§ Goal of the exercise
Rewrite the stretch of the listing below from the line containing "Task: locate the tan" through the end, requests included. Add 88 to every x and y coordinate in the answers.

[Data records]

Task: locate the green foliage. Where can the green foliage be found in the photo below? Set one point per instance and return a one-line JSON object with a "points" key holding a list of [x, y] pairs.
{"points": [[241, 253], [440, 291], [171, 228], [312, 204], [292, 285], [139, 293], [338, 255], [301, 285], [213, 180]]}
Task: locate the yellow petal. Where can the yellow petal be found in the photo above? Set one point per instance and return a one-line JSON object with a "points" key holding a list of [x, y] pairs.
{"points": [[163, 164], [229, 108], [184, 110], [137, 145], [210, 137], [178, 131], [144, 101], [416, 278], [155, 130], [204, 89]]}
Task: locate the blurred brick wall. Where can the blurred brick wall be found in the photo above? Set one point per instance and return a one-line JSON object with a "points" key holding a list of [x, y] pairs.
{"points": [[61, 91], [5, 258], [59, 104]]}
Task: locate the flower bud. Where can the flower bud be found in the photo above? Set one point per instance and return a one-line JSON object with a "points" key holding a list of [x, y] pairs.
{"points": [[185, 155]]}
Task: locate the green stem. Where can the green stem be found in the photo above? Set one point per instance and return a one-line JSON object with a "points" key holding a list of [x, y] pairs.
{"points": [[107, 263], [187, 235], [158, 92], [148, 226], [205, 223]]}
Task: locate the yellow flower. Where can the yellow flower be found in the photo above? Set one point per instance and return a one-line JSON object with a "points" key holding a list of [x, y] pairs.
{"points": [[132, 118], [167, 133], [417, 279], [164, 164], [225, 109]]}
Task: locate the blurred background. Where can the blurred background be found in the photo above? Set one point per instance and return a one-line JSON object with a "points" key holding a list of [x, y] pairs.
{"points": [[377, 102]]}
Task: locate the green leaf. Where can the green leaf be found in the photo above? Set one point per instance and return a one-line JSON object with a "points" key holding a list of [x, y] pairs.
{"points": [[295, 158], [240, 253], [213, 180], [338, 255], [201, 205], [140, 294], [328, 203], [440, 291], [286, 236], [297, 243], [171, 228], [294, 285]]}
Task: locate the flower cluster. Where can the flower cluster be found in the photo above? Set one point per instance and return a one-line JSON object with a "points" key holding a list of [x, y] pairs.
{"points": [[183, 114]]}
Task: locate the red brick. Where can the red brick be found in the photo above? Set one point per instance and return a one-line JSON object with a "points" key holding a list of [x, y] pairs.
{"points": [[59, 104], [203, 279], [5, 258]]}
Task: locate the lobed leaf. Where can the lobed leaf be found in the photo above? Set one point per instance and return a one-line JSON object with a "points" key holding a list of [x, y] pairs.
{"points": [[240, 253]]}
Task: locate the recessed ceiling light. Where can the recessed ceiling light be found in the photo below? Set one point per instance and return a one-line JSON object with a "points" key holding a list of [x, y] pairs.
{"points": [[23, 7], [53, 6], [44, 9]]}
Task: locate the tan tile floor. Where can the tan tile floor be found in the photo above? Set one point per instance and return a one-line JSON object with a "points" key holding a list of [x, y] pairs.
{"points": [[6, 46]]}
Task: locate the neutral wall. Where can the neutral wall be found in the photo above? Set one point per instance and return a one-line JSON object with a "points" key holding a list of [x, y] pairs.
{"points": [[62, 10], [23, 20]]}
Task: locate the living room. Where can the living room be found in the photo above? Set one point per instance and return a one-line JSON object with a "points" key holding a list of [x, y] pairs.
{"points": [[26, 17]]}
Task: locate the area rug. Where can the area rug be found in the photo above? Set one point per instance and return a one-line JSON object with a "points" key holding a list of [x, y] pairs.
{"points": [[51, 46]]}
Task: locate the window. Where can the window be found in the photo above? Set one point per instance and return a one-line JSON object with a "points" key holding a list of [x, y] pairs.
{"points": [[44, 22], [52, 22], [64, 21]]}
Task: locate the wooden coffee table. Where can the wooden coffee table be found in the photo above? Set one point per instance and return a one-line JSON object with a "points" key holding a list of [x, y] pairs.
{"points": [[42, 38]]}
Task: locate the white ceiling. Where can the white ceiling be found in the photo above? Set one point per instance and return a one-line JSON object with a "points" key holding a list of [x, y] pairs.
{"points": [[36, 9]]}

§ Response to this task
Task: locate the tan tile floor. Where can the tan tile floor be found in the photo above? Set one point per instance and return a one-line JSON object with a "points" key holding a list of [x, y] pairs.
{"points": [[94, 134]]}
Task: locate the neutral wall. Where can the neutral wall be found in the photo above? Set one point per instance and return a one-line JSON object with a "points" key holding a list of [x, y] pairs.
{"points": [[150, 98], [111, 108]]}
Task: locate the living room. Where can the living room be found in the photo above? Set one point per instance and return a one-line JSON object with a "points" key holding a list of [x, y] pairs.
{"points": [[114, 105]]}
Task: locate the area rug. Where can the area rug be found in the photo above? Set one point per instance and return a one-line JSON object with a "points" key holding a list of [x, y] pairs.
{"points": [[139, 134]]}
Task: locate the window. Where can the window be found in the photo above? Set one point per instance and return a one-line JSON object with a "points" key holding a list of [x, y] pairs.
{"points": [[132, 110], [140, 110], [152, 109]]}
Task: locate the wooden coffee table. Where can the wooden coffee table be found in the photo above? Set one point per instance and return a one-line JSON object with a "points" key holding a list of [x, y] pairs.
{"points": [[130, 126]]}
Task: locate the white ceiling. Where can the white ceiling be found in the photo above? Set one point per instance and return a one-line JSON object with a "points" key holding a list of [x, y] pairs.
{"points": [[124, 97]]}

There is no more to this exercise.